• [INSTRUCTIONS FOR THE TASK]:
Retype everything in the listing, leaving each line exactly as it is.
--- RECORDS FOR THE EXERCISE Enclosed Below ---
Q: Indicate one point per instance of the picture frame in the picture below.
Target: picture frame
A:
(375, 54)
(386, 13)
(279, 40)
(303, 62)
--- End of Enclosed RECORDS FOR THE EXERCISE ---
• [SOLUTION FOR THIS TASK]:
Q: Indicate one point per instance of the picture frame in the picture below.
Target: picture frame
A:
(375, 54)
(386, 13)
(279, 40)
(303, 62)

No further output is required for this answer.